__Stated task__
Turn every line of the records below into a numbered list, leaving out any blank lines.

__Data for this exercise__
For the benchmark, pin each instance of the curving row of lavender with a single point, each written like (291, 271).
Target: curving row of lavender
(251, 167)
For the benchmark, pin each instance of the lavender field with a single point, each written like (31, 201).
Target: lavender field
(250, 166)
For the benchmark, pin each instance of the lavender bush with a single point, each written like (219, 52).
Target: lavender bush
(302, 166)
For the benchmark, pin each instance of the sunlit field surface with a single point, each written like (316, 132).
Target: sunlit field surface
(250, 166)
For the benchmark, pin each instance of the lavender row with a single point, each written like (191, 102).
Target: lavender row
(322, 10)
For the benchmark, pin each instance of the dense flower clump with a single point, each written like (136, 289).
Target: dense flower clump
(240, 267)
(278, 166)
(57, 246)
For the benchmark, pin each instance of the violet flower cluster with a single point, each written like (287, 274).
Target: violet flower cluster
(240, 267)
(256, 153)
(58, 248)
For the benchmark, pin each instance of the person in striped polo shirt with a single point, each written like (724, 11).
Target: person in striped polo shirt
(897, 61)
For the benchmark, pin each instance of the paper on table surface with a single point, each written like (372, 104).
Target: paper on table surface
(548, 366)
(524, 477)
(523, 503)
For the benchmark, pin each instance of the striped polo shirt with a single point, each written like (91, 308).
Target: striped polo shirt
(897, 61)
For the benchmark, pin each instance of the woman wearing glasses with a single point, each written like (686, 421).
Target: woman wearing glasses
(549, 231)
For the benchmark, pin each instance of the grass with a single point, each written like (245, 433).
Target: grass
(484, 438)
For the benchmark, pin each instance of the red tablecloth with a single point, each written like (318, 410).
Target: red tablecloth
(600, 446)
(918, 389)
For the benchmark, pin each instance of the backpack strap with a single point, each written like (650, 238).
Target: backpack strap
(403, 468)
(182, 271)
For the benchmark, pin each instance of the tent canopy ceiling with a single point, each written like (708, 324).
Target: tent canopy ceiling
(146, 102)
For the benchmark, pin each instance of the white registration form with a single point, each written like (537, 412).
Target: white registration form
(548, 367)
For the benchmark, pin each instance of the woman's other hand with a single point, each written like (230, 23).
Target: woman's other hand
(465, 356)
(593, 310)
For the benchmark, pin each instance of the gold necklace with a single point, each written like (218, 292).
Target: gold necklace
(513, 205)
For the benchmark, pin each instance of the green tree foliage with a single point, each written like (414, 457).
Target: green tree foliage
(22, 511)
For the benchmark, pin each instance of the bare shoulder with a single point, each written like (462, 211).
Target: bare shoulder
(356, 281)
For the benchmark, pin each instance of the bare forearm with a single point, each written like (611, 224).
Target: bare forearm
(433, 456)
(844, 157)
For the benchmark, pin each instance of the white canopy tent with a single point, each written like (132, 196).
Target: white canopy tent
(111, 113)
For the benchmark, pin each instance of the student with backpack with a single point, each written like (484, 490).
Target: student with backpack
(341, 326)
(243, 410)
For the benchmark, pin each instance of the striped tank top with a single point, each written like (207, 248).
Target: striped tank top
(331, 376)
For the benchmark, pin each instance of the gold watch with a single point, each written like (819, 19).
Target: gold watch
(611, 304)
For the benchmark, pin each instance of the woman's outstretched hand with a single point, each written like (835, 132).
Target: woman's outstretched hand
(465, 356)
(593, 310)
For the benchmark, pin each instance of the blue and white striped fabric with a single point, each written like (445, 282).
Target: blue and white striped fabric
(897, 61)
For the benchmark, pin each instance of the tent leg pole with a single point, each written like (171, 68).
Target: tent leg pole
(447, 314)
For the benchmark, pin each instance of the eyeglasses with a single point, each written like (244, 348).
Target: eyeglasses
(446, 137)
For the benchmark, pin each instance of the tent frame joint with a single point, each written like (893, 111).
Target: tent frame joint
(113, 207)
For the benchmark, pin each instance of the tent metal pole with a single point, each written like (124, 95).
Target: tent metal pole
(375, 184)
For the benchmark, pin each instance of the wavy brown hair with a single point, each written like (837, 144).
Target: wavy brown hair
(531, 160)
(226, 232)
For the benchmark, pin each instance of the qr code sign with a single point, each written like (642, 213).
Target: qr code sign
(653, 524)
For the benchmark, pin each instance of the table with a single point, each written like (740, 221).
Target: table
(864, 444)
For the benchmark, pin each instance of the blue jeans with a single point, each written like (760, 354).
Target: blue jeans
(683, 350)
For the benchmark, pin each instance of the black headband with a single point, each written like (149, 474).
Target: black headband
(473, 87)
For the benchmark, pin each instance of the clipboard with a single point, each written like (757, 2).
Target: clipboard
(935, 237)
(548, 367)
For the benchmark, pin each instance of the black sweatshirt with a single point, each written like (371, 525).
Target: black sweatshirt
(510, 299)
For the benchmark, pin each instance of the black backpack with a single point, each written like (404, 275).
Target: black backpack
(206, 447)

__Solution to the problem__
1. For the benchmark, pin each instance of the curving row of lavender with a single point, each written like (291, 271).
2. Target: curving row of lavender
3. (251, 167)
4. For the benchmark, pin each instance of the lavender field with a single point, each written like (31, 201).
5. Target: lavender field
6. (250, 166)
7. For the benchmark, pin each instance of the lavender bush with a single point, each written like (219, 52).
8. Target: lavender bush
9. (302, 166)
10. For the benchmark, pin each instance of the sunlit field surface with a single point, each written like (316, 132).
11. Target: sunlit field surface
12. (250, 166)
13. For the benchmark, pin each instance of the lavender row with a single point, each written like (191, 102).
14. Target: lavender row
15. (322, 10)
16. For the benchmark, pin each instance of the dense flower clump with a single point, each written like (136, 289).
17. Target: dense flower clump
18. (240, 267)
19. (278, 166)
20. (57, 246)
21. For the benchmark, pin each instance of the violet flower cluster with a single point, each written like (287, 274).
22. Target: violet flower cluster
23. (240, 267)
24. (256, 153)
25. (58, 248)
26. For the benchmark, pin each instance of the person in striped polo shirt with a single point, each written like (724, 11).
27. Target: person in striped polo shirt
28. (897, 61)
29. For the benchmark, pin each instance of the paper on table surface with a single point, each written like (372, 104).
30. Target: paper on table surface
31. (548, 366)
32. (524, 477)
33. (523, 503)
34. For the benchmark, pin each instance of the striped polo shirt with a single point, each written like (91, 308).
35. Target: striped polo shirt
36. (897, 61)
37. For the benchmark, pin each instance of the woman wearing glasses with a single point, each written like (686, 421).
38. Target: woman wearing glasses
39. (549, 231)
40. For the benchmark, pin each instance of the grass with a single point, each written like (245, 433).
41. Target: grass
42. (484, 438)
43. For the benchmark, pin each instance of the red tablecloth with a single point, each written like (318, 410).
44. Target: red tablecloth
45. (600, 446)
46. (918, 389)
47. For the benchmark, pin each instance of the backpack strap with a single point, each written like (650, 238).
48. Target: backpack strap
49. (403, 468)
50. (182, 271)
51. For the benchmark, pin each instance of the tent canopy ceiling with a single point, each written like (708, 324).
52. Target: tent canopy ceiling
53. (146, 102)
54. For the benchmark, pin each instance of the white registration form with a single point, each written like (537, 412).
55. Target: white registration form
56. (548, 367)
57. For the benchmark, pin each instance of the woman's other hand with a single point, each written like (230, 23).
58. Target: woman's other hand
59. (465, 356)
60. (593, 310)
61. For the benchmark, pin each instance of the gold necklace with a single point, each written like (218, 292).
62. Target: gold necklace
63. (513, 205)
64. For the benchmark, pin each instance of the green tree foliage with a single point, each written like (414, 457).
65. Target: green tree foliage
66. (22, 511)
67. For the benchmark, pin each instance of the bare shoulder with a single point, each written like (462, 211).
68. Target: bare shoulder
69. (356, 281)
70. For the benchmark, pin each instance of the bare forearm with a single point, each written like (611, 224).
71. Target: bare forearm
72. (433, 456)
73. (844, 157)
74. For the benchmark, pin each instance of the white canopy tent with a single point, each written like (132, 196).
75. Target: white canopy tent
76. (111, 113)
77. For the benchmark, pin each instance of the student with backpack with a single point, each written like (484, 490).
78. Target: student with backpack
79. (341, 326)
80. (243, 410)
81. For the benchmark, pin each instance of the striped tank top with a single point, each written like (207, 248).
82. Target: striped tank top
83. (331, 376)
84. For the benchmark, pin each instance of the gold watch with a single point, each written like (819, 19).
85. Target: gold watch
86. (611, 304)
87. For the benchmark, pin each instance of the woman's outstretched hand with a single point, each written like (835, 132).
88. Target: woman's outstretched hand
89. (465, 356)
90. (593, 310)
91. For the benchmark, pin each instance of the blue and white striped fabric with a single point, each written like (445, 282).
92. Target: blue and white striped fabric
93. (897, 61)
94. For the benchmark, pin each instance of the tent leg pole with a single point, each written like (171, 68).
95. Target: tent leg pole
96. (447, 314)
97. For the benchmark, pin each instance of the eyeglasses with a single point, each written like (244, 348).
98. Target: eyeglasses
99. (446, 137)
100. For the benchmark, pin each instance of the tent frame joint with a single point, each written like (893, 111).
101. Target: tent frame joint
102. (113, 207)
103. For the benchmark, pin each instance of the tent metal pole with a single point, each written like (124, 95).
104. Target: tent metal pole
105. (375, 184)
106. For the benchmark, pin each instance of the wavy brown hair with a single point, each written like (837, 144).
107. Target: wavy brown hair
108. (531, 160)
109. (226, 232)
110. For the benchmark, pin each instance of the qr code sign with a single point, each written like (642, 213).
111. Target: qr code sign
112. (653, 524)
113. For the benchmark, pin each instance of the table with a single point, each written like (740, 221).
114. Target: table
115. (864, 444)
116. For the benchmark, pin each instance of the blue jeans with a single point, each written like (760, 354).
117. Target: blue jeans
118. (683, 350)
119. For the benchmark, pin each instance of the black headband with a single point, each written like (149, 474).
120. Target: black headband
121. (473, 87)
122. For the benchmark, pin each instance of the clipboard with a single point, each written like (757, 2).
123. Target: clipboard
124. (935, 237)
125. (548, 367)
126. For the benchmark, pin each instance of the black sweatshirt with a single point, each written like (371, 525).
127. Target: black sweatshirt
128. (510, 299)
129. For the benchmark, pin each instance of the black backpack with a single point, each written like (404, 275).
130. Target: black backpack
131. (206, 447)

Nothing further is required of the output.